- _Problem 1_
From the linear fit page, extract the passage starting at "Answer: The linear" and ending at "the line itself.", copying it word for word.

- _Passage provided_
———
Linear Fit — Definition, Formula & Examples

Linear Fit
Regression Line

Any line used to model the pattern in a set of paired data. Note: The least-squares regression line is the most commonly used linear fit.

See also

Scatterplot

Key Formula

\hat{y} = a + bx

where

b = \frac{n\sum xy - \sum x \sum y}{n\sum x^2 - \left(\sum x\right)^2}

a = \bar{y} - b\bar{x}

Where:

$\hat{y}$ = The predicted value of the response variable for a given x
$x$ = The explanatory (independent) variable
$b$ = The slope of the line — the change in ŷ for each one-unit increase in x
$a$ = The y-intercept — the predicted value of y when x = 0
$n$ = The number of data points
$\bar{x}$ = The mean of all x-values
$\bar{y}$ = The mean of all y-values

Worked Example

Problem: Find the linear fit (least-squares regression line) for the data: (1, 2), (2, 5), (3, 7), (4, 9), (5, 12).

Step 1: Compute the necessary sums. With n = 5 data points:

\sum x = 1+2+3+4+5 = 15, \quad \sum y = 2+5+7+9+12 = 35$$ $$\sum x^2 = 1+4+9+16+25 = 55$$ $$\sum xy = (1)(2)+(2)(5)+(3)(7)+(4)(9)+(5)(12) = 2+10+21+36+60 = 129

Step 2: Calculate the slope b using the formula:

b = \frac{n\sum xy - \sum x \sum y}{n\sum x^2 - (\sum x)^2} = \frac{5(129) - 15(35)}{5(55) - 15^2} = \frac{645 - 525}{275 - 225} = \frac{120}{50} = 2.4

Step 3: Find the means of x and y:

\bar{x} = \frac{15}{5} = 3, \quad \bar{y} = \frac{35}{5} = 7

Step 4: Calculate the y-intercept a:

a = \bar{y} - b\bar{x} = 7 - 2.4(3) = 7 - 7.2 = -0.2

Step 5: Write the equation of the linear fit:

\hat{y} = -0.2 + 2.4x

Answer: The linear fit is ŷ = −0.2 + 2.4x. This means that for each additional unit increase in x, the predicted y-value increases by 2.4.

Another Example

This example shows how to use a linear fit for prediction and how to compute residuals, rather than deriving the line itself.

Problem: Using the linear fit ŷ = −0.2 + 2.4x from the previous example, predict y when x = 7, and compute the residual for the data point (3, 7).

Step 1: Predict y when x = 7 by substituting into the equation:

\hat{y} = -0.2 + 2.4(7) = -0.2 + 16.8 = 16.6

Step 2: For the residual at (3, 7), first find the predicted value at x = 3:

\hat{y} = -0.2 + 2.4(3) = -0.2 + 7.2 = 7.0

Step 3: The residual is the actual y-value minus the predicted value:

\text{residual} = y - \hat{y} = 7 - 7.0 = 0

Answer: The predicted value at x = 7 is 16.6. The residual at the point (3, 7) is 0, meaning the regression line passes exactly through that data point.

Frequently Asked Questions

What is the difference between a linear fit and a line of best fit?

A linear fit is any straight line used to model paired data, while 'line of best fit' usually refers specifically to the least-squares regression line. The least-squares line is the unique line that minimizes the sum of squared residuals. Other linear fits—such as a line drawn by eye—may model the general trend but are not optimal in this mathematical sense.
———
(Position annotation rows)
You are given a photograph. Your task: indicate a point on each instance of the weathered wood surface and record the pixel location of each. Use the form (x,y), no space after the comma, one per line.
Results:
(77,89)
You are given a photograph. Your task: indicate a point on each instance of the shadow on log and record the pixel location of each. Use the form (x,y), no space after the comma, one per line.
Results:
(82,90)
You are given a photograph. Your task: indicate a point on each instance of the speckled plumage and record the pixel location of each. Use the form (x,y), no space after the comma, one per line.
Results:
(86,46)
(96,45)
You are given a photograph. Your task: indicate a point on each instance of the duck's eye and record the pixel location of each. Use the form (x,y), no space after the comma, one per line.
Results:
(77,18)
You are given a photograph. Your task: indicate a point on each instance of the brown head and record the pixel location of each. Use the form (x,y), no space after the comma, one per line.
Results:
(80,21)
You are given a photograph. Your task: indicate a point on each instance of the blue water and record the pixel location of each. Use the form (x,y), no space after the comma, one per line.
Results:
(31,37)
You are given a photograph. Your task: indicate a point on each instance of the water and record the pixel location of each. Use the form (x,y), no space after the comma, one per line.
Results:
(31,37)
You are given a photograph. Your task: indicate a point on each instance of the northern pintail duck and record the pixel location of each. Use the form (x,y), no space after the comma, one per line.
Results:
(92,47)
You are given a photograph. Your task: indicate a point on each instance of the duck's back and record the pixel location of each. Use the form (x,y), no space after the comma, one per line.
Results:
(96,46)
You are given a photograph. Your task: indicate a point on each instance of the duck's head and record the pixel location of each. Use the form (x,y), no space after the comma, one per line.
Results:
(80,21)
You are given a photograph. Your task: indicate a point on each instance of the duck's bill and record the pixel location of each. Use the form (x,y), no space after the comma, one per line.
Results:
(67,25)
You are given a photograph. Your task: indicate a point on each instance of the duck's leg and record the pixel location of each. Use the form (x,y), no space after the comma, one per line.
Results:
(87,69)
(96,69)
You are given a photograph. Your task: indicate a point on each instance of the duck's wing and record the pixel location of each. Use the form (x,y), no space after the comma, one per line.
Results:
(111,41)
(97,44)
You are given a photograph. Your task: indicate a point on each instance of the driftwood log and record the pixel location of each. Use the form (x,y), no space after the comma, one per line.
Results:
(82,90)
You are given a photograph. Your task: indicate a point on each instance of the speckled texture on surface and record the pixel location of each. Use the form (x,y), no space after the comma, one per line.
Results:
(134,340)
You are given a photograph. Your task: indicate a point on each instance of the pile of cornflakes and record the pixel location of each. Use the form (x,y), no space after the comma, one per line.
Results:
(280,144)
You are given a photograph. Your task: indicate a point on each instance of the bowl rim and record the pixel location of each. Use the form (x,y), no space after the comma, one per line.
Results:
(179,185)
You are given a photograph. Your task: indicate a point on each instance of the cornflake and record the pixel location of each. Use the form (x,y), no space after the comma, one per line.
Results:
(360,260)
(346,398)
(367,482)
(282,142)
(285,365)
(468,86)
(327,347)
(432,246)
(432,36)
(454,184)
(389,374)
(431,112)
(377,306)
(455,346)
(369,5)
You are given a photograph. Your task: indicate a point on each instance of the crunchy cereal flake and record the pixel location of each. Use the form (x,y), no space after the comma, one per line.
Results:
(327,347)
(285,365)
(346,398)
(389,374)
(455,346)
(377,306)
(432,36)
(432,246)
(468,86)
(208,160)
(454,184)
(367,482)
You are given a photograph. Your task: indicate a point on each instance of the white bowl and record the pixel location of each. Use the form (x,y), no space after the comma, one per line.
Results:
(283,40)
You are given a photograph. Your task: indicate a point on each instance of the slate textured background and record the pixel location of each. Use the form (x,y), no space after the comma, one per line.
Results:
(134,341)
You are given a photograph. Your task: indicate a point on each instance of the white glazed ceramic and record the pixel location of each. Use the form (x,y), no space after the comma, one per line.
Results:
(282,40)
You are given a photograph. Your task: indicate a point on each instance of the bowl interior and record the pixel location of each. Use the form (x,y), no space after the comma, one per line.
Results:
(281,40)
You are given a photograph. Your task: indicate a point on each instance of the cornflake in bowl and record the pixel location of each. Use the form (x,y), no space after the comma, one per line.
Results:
———
- _Problem 2_
Count the lines in the rows above that contain the word "white", and reply with only that number.

- _Full solution 1_
Answer: The linear fit is ŷ = −0.2 + 2.4x. This means that for each additional unit increase in x, the predicted y-value increases by 2.4.

Another Example

This example shows how to use a linear fit for prediction and how to compute residuals, rather than deriving the line itself.

- _Full solution 2_
2